Count how many lines in the entries below contain the string "shrub", treating uppercase and lowercase as different. Reply with the number alone.

* INFORMATION SUPPLIED:
________________________________________

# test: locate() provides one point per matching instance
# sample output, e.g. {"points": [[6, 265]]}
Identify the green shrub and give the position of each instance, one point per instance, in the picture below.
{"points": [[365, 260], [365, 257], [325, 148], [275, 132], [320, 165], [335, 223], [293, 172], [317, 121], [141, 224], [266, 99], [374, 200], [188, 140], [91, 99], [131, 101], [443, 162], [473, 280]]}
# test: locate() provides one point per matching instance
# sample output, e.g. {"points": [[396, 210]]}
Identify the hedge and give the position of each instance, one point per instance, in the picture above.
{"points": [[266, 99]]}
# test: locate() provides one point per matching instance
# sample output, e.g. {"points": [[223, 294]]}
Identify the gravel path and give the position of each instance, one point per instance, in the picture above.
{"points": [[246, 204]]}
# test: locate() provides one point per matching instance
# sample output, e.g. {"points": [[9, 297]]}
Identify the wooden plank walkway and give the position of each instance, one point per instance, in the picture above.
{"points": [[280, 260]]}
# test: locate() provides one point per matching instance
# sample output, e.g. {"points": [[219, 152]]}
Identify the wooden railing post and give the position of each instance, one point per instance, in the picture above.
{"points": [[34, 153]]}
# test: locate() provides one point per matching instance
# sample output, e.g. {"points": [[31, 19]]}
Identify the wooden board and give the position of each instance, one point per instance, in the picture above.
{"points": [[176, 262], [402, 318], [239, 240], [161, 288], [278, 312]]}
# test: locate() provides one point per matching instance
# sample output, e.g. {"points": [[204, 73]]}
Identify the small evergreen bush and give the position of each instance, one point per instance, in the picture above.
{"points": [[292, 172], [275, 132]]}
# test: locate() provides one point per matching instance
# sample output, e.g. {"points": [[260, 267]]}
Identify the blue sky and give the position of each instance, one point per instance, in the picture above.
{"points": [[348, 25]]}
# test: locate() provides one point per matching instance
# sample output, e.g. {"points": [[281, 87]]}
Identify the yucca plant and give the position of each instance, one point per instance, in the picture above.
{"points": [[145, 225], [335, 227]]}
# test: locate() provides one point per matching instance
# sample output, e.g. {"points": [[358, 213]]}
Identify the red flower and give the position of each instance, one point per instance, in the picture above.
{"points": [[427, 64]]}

________________________________________

* TASK OUTPUT:
1